** Material for this task **
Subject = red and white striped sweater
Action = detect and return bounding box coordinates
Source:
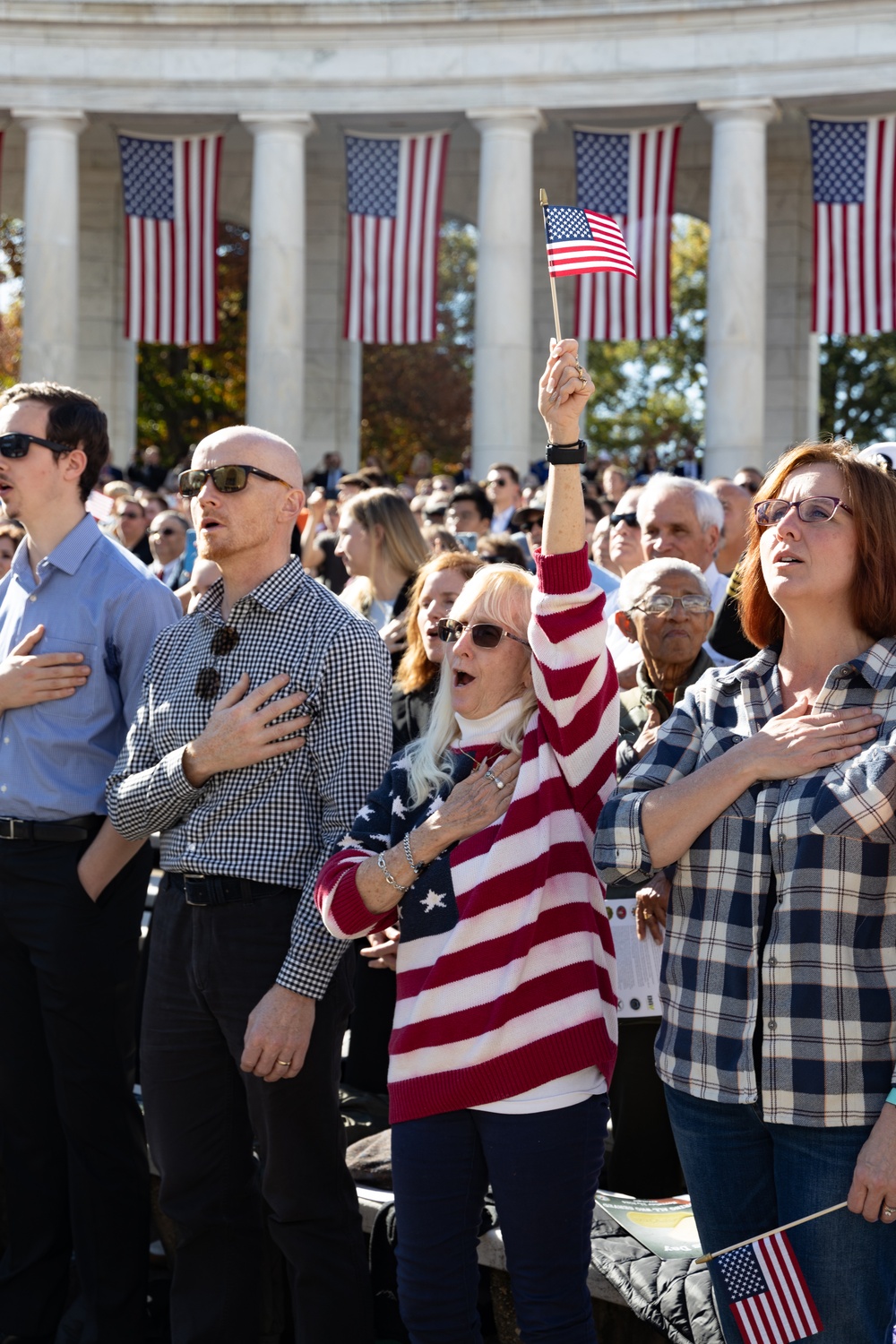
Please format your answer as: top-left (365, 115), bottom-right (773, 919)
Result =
top-left (315, 548), bottom-right (618, 1124)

** Exercise directions **
Copy the entries above line for line without changing any wording, and leave the pictures out of your copy.

** Completed task **
Subject = red and white striped sweater
Action = detect and return bounding box coordinates
Source:
Please format your answer as: top-left (365, 115), bottom-right (773, 919)
Result =
top-left (315, 548), bottom-right (618, 1124)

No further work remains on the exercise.